====== SELECTED EXCERPT

12.1 Distribution of Earth’s Water

Water, water, everywhere!

Water is composed of two atoms of hydrogen and one atom of oxygen bonded together. Despite its simplicity, water has remarkable properties. Water expands when it freezes and has high surface tension because of the molecules’ polar nature that they tend to stick together. Without water, life might not exist on Earth, and it certainly would not have the tremendous complexity and diversity that we see (1).

Where does all the Earth’s water come from? Primordial Earth was an incandescent globe made of magma, but all magmas contain water. Water set free by magma began to cool down the Earth’s atmosphere, until it could stay on the surface as a liquid. Volcanic activity kept and still keeps introducing water in the atmosphere, thus increasing the surface- and groundwater volume of the Earth (2).

Earth’s oceans contain 97% of the planet’s water, and just 3% is freshwater with relatively low concentrations of salts. Most freshwater is trapped as ice in the vast glaciers and ice sheets of Greenland and Antarctica. A storage location for water such as an ocean, glacier, pond, or even the atmosphere is known as a reservoir. A water molecule may pass through a reservoir very quickly or may remain for much longer.  As you can see from the graph below, Rivers account for 0.49% of surface/ other freshwater or 0.0001% of the overall water on the planet (1).

 

An estimation of where the Earth's water exists on, within, and around the Earth.
Figure 12.1.2 An estimation of where the Earth’s water exists on, within, and around the Earth. “Distribution of the Locations of Water on Earth” by the United States Geologic Survey is licensed under Public Domain

Hydrologic Cycle

Because of the unique properties of water, water molecules can cycle through almost any-where on Earth. The water molecule found in a glass of water today could have erupted from a volcano early in Earth history. In the intervening billions of years, the molecule probably spent time in a glacier or far below the ground. The molecule surely was high up in the atmosphere and maybe deep in the belly of a dinosaur.

Water is the only substance on Earth that is present in all three states of matter – as a solid, liquid, or gas. Along with that, Earth is the only planet where water is present in all three states. Because of the ranges in temperature in specific locations around the planet, all three phases may be present in a specific location or region. The three phases are solid (ice or snow), liquid (water), and gas (water vapor) (Dastrup, 2020).

============

(PROBLEMS AND TASKS)
1. Turn the paragraph of the section on Earth's water that begins "Water is composed of two atoms" into a short bulleted list that keeps its main facts.
2. Reproduce the section on Earth's water from "Figure 12.1.2 An" to "of a dinosaur.", substituting "whale" for "dinosaur".
The items that come next are separate material, unrelated to the section on Earth's water.

====== RECORD SET

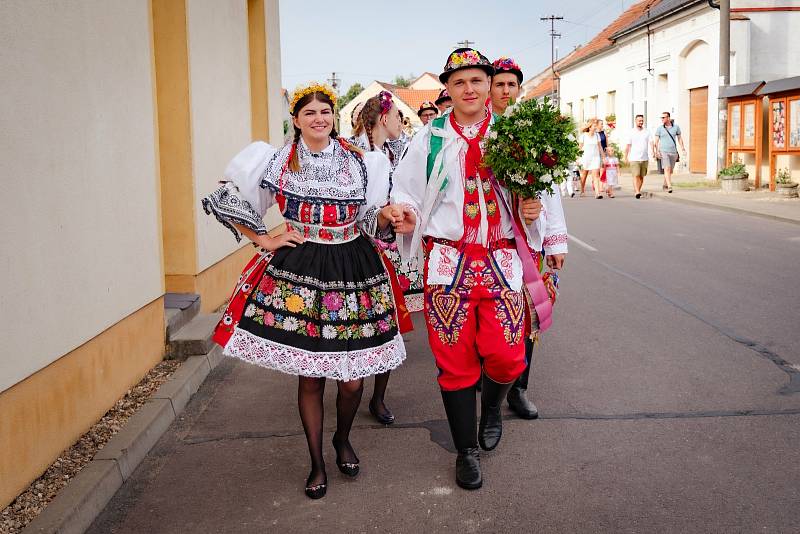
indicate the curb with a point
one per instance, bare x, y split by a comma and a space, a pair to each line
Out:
729, 209
82, 500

============

(TASK ANSWERS)
1.
- Water consists of two hydrogen atoms bonded to one oxygen atom.
- Though simple, water has remarkable properties.
- It expands when it freezes.
- Its polar molecules tend to stick together, which gives it high surface tension.
- Without water, life might not exist on Earth and certainly would not be so complex and diverse.

2.
Figure 12.1.2 An estimation of where the Earth’s water exists on, within, and around the Earth. “Distribution of the Locations of Water on Earth” by the United States Geologic Survey is licensed under Public Domain

Hydrologic Cycle

Because of the unique properties of water, water molecules can cycle through almost any-where on Earth. The water molecule found in a glass of water today could have erupted from a volcano early in Earth history. In the intervening billions of years, the molecule probably spent time in a glacier or far below the ground. The molecule surely was high up in the atmosphere and maybe deep in the belly of a whale.